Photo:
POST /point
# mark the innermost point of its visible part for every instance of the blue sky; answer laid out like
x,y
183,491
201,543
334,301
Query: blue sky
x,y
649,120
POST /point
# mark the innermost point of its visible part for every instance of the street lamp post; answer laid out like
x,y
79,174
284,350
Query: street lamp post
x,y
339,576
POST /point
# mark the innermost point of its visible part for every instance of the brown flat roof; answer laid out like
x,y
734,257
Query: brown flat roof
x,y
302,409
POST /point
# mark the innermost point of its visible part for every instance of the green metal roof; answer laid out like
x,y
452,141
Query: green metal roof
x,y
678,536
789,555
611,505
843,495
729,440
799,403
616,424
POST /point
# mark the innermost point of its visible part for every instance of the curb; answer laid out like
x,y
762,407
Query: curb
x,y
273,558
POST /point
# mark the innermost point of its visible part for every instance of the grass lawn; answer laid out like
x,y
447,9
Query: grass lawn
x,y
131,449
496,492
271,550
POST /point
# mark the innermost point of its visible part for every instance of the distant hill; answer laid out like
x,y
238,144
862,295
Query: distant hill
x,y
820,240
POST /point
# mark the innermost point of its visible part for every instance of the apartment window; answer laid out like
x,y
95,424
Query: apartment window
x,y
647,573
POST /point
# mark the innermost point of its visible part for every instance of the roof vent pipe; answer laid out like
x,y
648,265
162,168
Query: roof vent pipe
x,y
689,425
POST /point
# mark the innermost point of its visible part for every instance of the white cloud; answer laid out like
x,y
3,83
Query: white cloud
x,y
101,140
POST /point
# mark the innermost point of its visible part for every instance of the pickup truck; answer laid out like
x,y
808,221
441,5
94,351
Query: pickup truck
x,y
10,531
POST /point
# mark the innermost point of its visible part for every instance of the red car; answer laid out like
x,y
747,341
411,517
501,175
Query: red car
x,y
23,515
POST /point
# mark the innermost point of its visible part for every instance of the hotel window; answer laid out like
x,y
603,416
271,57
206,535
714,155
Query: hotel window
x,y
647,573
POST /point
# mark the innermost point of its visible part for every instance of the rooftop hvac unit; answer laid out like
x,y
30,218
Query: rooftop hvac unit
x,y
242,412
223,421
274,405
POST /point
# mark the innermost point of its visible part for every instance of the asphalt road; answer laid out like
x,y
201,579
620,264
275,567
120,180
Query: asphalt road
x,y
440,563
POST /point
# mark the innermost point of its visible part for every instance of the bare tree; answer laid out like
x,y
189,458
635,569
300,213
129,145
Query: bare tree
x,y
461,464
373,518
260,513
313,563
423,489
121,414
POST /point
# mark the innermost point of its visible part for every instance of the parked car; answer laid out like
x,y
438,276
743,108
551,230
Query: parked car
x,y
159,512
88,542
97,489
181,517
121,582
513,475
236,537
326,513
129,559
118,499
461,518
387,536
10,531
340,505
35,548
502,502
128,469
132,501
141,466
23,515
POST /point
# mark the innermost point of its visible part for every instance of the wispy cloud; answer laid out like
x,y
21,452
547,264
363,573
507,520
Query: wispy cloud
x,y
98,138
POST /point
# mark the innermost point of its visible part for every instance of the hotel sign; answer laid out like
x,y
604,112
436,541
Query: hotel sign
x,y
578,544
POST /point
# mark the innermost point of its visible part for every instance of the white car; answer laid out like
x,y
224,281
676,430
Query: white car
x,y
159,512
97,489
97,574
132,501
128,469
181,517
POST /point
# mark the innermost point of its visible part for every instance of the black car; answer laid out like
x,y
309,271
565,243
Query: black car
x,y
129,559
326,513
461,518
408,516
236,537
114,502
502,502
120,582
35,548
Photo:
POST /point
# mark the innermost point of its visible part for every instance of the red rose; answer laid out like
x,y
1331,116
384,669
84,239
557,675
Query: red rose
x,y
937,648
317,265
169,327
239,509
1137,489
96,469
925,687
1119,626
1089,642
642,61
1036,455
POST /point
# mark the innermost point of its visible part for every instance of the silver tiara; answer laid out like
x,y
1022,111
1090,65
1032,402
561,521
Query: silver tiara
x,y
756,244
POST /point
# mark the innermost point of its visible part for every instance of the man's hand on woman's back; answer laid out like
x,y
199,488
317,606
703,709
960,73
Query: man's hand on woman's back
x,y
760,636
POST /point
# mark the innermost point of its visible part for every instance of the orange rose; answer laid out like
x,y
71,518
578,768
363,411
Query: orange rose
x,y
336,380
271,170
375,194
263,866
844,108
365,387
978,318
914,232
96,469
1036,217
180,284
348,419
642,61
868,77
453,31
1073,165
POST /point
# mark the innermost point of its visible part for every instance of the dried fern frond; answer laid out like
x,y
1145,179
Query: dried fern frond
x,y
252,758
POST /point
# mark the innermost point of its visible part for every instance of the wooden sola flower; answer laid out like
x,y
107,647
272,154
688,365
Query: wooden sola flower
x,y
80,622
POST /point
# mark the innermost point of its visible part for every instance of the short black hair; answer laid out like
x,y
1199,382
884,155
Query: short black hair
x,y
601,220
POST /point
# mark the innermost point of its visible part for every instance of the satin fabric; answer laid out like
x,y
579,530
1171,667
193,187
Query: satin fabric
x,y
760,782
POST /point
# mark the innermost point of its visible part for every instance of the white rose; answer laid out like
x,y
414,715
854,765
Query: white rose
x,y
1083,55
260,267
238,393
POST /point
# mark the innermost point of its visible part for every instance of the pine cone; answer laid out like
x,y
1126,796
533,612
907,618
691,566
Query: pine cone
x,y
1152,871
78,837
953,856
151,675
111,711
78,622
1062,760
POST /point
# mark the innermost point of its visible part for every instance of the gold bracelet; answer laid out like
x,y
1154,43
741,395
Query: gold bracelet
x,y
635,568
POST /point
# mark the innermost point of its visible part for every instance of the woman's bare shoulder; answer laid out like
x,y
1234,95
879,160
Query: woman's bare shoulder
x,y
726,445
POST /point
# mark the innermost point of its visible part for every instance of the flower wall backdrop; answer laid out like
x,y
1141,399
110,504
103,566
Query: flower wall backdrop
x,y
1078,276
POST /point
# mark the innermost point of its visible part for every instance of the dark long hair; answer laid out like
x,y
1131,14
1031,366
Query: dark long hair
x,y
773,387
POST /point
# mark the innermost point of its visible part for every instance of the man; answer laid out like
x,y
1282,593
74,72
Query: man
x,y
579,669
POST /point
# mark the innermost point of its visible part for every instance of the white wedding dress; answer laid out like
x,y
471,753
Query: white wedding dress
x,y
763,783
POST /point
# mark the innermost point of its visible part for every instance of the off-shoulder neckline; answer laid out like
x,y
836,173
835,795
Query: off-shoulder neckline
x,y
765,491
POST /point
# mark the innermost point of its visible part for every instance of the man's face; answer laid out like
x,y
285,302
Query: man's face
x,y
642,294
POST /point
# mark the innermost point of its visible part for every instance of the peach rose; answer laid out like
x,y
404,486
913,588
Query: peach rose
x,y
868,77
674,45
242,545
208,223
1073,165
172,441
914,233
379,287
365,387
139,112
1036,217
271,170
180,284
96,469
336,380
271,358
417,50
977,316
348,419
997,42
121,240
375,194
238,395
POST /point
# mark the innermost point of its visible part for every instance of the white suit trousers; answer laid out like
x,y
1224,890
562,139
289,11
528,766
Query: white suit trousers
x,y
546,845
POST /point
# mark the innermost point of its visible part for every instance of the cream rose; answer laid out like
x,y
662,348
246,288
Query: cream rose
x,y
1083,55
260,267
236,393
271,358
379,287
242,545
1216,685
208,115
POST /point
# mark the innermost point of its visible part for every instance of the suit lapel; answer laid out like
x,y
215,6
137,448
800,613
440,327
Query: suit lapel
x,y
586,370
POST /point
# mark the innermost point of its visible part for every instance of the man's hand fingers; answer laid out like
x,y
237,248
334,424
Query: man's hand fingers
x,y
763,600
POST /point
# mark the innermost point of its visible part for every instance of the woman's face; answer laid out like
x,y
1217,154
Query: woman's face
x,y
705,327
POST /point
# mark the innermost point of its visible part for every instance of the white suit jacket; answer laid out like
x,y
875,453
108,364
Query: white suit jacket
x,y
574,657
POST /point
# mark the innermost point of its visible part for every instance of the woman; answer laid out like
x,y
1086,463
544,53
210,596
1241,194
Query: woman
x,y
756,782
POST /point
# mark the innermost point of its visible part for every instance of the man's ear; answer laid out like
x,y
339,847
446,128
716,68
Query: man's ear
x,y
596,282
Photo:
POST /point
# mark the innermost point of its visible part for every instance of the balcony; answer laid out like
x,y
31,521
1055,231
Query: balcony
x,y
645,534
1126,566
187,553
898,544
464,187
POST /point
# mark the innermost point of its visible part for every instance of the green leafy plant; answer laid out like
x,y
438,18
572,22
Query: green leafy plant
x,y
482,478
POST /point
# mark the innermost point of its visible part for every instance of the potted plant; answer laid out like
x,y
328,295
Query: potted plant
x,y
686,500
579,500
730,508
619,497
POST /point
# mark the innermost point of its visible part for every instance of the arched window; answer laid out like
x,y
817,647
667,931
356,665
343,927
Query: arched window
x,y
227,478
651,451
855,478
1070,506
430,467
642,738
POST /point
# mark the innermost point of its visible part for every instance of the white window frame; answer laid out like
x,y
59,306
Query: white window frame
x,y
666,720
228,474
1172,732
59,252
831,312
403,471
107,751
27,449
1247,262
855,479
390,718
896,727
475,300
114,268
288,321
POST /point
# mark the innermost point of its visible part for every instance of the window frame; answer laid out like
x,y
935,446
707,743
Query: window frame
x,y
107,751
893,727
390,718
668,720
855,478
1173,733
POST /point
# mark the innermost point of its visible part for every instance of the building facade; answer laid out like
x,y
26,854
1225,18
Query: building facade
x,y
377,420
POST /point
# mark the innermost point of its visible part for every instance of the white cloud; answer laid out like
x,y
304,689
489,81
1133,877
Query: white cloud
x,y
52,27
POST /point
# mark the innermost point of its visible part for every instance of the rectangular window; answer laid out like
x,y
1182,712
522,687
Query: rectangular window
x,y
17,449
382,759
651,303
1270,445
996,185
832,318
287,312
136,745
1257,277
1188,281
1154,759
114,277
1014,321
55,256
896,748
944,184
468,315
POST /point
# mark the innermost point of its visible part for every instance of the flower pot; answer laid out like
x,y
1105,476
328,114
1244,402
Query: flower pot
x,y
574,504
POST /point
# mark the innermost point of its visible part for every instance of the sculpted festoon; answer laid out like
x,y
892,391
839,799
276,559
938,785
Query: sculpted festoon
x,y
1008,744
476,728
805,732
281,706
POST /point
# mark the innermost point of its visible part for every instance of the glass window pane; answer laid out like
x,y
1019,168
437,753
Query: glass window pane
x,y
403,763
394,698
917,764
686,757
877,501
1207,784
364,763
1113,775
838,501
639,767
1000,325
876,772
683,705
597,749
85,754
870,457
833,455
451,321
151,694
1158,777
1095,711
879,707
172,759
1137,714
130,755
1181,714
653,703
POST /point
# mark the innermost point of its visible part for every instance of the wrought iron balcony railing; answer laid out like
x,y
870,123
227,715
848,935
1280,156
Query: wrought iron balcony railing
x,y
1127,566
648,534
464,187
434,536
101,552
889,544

### WORK INSTRUCTIONS
Once the line with "white window frame; answer laid out like" has been found in the records above, retype it and every line after it exactly, and include nothing else.

### SOLUTION BELOW
# mark the innermost point of its visible part for every instance of the white window frame; answer laid out like
x,y
59,306
Query: white window frame
x,y
666,720
228,474
1172,732
59,252
831,312
403,471
107,751
27,449
1247,262
855,479
390,718
896,727
475,300
114,268
288,321
POST /point
# mark the innermost point of its visible part for every instance of the window frame; answer laid out like
x,y
935,446
707,743
Query: window frame
x,y
107,751
893,727
390,718
668,720
855,478
1173,733
POST /point
# mark the innermost point of its visible part for every instance of the building facade; answer laid out like
x,y
26,854
1225,18
Query: building facade
x,y
377,420
POST /point
# mark the innermost point of its visible part for every instance of the white cloud; answer laid out like
x,y
304,689
489,81
1133,877
Query: white cloud
x,y
52,27
POST /point
# mark the innermost point of its visible part for every instance of the rectangular window; answer laid out like
x,y
1182,712
522,687
Query: rectangular window
x,y
17,449
382,759
651,303
1270,445
996,185
832,318
287,312
136,745
1257,277
1188,281
1154,759
114,277
1014,321
55,256
896,748
944,184
468,315
POST /point
# mark the innermost point of its visible part for every instance of the flower pot; answer laid out like
x,y
1105,476
328,114
1244,402
Query: flower pot
x,y
574,504
POST /point
# mark the innermost point of its visible part for every instance of the sculpted festoon; answer laid out like
x,y
892,391
839,799
276,559
938,785
Query: sculpted festoon
x,y
1008,744
476,728
805,732
281,706
POST /point
# mark the innermost point of its visible part for every instance of the glass window pane; answer laid out like
x,y
1019,168
437,753
Query: glass window pane
x,y
403,763
394,698
917,764
686,757
877,501
1207,784
364,763
1113,775
838,501
639,767
1000,325
876,772
683,705
597,749
85,754
870,457
833,455
451,321
151,694
1158,777
1095,711
879,707
172,759
1137,714
130,755
1181,714
653,703
POST /point
# mark the innermost point of its visible part for every instance of the wrought iron balcony railing; answer laid out like
x,y
870,123
227,715
848,935
1280,156
Query: wrought iron balcony railing
x,y
1127,566
648,534
464,187
434,536
101,552
889,544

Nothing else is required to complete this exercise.